Set problem A:
Extract the records verbatim, starting at the line that contains "For the benchmark, mark every instance of the tree" and ending with the final line of the records.

=== Passage provided ===

The relation of bound/summed structures to their components

I have finished reading an article on NEF and SPA, and since I don’t want to bombard this forum with questions without doing as much reading as possible first, this is my last set of questions for a while. Some of these questions are not precise at all, but any answer is appreciated.

Questions:

  1. There seem to be 3 ways of combining vectors: summing them, binding them, and doing a dot-product of them. Binding and summing together make a structure. You can interrogate that structure for its parts by binding it to an inverse vector. But without that inverse, are there similarities of the resulting vector to the concepts that make it up? And if that structure has the same number of dimensions as the components that make it up, is it losing much of the components information?

  2. Suppose we want to know if a letter is in the visual field of Spaun. According to the article, we could create a generic concept for letter, by adding the vectors of all 26 letters in the English alphabet. This sum is supposedly similar to any one of those letters, so if you take that sum of vectors, and then do a dot product with whatever is currently in the visual system, you will get a measure of similarity to the concept of ‘letter’.

=== Data excerpts ===

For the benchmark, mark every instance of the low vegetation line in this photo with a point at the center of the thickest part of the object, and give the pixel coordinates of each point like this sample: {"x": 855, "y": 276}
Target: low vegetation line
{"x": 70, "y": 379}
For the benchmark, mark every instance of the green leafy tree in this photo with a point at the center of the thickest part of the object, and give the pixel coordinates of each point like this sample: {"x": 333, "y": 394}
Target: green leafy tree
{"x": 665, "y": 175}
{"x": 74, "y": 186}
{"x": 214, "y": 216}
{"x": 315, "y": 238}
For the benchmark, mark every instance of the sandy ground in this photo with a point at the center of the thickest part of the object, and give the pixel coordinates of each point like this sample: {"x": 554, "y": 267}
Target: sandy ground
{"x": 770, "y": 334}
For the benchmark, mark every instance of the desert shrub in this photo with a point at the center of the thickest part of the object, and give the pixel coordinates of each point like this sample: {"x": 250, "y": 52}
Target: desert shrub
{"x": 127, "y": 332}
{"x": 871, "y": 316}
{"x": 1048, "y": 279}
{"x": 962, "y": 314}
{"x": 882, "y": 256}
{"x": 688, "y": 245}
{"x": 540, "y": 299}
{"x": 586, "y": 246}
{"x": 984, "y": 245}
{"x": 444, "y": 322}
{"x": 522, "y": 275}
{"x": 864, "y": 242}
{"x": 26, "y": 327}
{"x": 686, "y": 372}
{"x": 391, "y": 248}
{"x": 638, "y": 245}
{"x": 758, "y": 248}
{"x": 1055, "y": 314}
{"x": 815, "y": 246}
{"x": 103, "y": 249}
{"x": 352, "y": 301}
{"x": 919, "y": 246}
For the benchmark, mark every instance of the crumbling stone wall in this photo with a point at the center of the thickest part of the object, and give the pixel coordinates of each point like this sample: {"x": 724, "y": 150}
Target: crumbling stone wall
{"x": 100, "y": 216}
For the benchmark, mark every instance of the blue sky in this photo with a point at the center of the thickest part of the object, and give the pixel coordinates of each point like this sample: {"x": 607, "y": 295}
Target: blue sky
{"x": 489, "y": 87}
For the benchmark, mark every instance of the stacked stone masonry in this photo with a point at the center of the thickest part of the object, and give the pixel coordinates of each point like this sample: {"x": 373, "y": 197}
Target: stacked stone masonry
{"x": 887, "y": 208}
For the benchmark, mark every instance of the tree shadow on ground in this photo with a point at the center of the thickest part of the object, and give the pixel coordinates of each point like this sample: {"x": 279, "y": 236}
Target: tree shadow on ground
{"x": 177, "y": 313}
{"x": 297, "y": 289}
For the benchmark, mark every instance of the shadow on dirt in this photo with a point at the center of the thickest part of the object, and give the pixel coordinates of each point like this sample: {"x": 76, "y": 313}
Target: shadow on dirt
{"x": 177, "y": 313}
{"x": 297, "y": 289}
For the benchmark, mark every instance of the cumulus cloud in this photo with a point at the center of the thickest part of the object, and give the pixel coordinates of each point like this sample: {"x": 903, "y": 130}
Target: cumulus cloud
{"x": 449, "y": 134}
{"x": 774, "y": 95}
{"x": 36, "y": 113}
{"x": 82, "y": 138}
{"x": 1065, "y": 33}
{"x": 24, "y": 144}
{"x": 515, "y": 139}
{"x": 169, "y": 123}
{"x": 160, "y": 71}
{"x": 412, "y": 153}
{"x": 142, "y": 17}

===

Set problem B:
In the post about bound and summed structures, how could a generic concept for letter be created?

Written reply A:
For the benchmark, mark every instance of the tree shadow on ground in this photo with a point at the center of the thickest part of the object, and give the pixel coordinates of each point like this sample: {"x": 279, "y": 236}
Target: tree shadow on ground
{"x": 177, "y": 313}
{"x": 297, "y": 289}
For the benchmark, mark every instance of the shadow on dirt in this photo with a point at the center of the thickest part of the object, and give the pixel coordinates of each point like this sample: {"x": 76, "y": 313}
Target: shadow on dirt
{"x": 177, "y": 313}
{"x": 297, "y": 289}
For the benchmark, mark every instance of the cumulus cloud in this photo with a point at the center of the thickest part of the object, and give the pixel coordinates of each point like this sample: {"x": 903, "y": 130}
Target: cumulus cloud
{"x": 449, "y": 134}
{"x": 774, "y": 95}
{"x": 36, "y": 113}
{"x": 82, "y": 138}
{"x": 1065, "y": 33}
{"x": 24, "y": 144}
{"x": 515, "y": 139}
{"x": 169, "y": 123}
{"x": 160, "y": 71}
{"x": 412, "y": 153}
{"x": 142, "y": 17}

Written reply B:
By adding the vectors of all 26 letters in the English alphabet.